Midnight In Paris (Movie) written and directed by Woody Allen; starring Owen Wilson, Rachel McAdams, Marion
Cotillard, Kurt Fuller, Mimi Kennedy, Michael Sheen, Nina Arianda, Yves Heck, Alison Pill, Corey Stoll, Tom Hiddleston, Carla
Bruni, Sonia Rolland, Thérèse Bourou-Rubinsztein,
Kathy Bates, Marcial Di Fonzo Bo, Adrien Brody
Sometimes you’re not impressed by what you’re hearing about a movie, so you pass on it. But the damn thing
keeps hanging around. Anything with such staying power must have something going for it, right? In this case, there’s
an additional consideration: it’s a long time since you’ve seen anything by Woody Allen. He used to be one of
your favourite movie makers. So why not give this one a try?
If you pay any attention at all to what’s happening movie-wise, you probably know the gist of this one. Gil (Owen
Wilson), a Hollywood hack, finds himself in Paris with his fiancée and her rich parents.
He’s always wanted to be a "real" writer and he fantasizes about the great days when you could bump into the likes of
Hemingway and Fitzgerald on the banks of the Seine. Up to this point, the movie nearly implodes under a barrage of script-writing.

_Labeled-object pointing entries_
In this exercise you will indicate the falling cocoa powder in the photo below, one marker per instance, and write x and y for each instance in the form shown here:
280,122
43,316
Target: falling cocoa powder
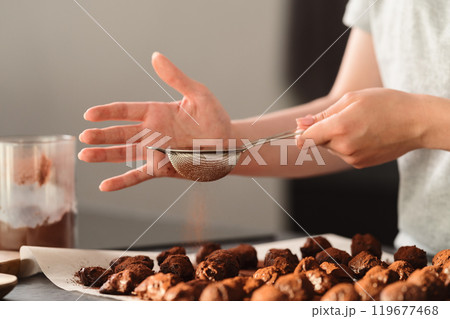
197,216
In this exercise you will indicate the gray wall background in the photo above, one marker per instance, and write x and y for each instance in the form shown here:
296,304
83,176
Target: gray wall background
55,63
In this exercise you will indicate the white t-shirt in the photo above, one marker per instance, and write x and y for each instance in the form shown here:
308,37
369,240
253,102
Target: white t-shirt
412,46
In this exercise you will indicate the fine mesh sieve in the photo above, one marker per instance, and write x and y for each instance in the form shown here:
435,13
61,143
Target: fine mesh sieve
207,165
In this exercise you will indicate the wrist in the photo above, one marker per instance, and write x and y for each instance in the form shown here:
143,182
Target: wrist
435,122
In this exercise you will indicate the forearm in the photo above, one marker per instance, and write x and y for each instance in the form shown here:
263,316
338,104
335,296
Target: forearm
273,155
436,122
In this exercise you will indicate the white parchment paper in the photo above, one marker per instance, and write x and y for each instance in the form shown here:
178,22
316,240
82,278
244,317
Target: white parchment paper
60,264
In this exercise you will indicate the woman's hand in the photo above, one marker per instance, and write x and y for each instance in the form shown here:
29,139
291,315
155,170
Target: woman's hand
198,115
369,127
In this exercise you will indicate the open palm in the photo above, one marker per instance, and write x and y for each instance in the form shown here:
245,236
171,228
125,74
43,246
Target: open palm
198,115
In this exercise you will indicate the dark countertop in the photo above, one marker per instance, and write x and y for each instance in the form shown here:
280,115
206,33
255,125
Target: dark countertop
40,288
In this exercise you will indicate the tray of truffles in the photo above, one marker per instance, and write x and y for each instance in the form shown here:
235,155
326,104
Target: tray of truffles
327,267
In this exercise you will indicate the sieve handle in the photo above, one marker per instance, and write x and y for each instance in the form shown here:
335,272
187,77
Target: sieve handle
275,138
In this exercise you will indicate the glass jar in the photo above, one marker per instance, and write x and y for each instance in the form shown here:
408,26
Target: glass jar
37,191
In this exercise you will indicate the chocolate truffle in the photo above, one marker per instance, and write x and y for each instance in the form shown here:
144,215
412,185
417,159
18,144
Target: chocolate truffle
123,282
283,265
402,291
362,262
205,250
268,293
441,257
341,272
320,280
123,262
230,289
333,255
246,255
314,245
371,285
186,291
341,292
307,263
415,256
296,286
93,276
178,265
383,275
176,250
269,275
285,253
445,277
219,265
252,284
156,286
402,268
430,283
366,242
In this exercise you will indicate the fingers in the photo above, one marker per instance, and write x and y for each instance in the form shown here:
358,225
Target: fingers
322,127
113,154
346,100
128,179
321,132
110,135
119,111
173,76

_TASKS_
A - Answer these questions using the review of Midnight in Paris:
(i) Who wrote and directed the movie?
(ii) Which actor plays Gil?
(iii) Which two writers does Gil fantasize about bumping into on the banks of the Seine?
B - Revise the review of Midnight in Paris between "He’s always wanted" and "barrage of script-writing.", inclusive, replacing "Seine" with "Loire".

_LIST OF SOLUTIONS_
A -
(i) Woody Allen
(ii) Owen Wilson
(iii) Hemingway and Fitzgerald

B -
He’s always wanted to be a "real" writer and he fantasizes about the great days when you could bump into the likes of
Hemingway and Fitzgerald on the banks of the Loire. Up to this point, the movie nearly implodes under a barrage of script-writing.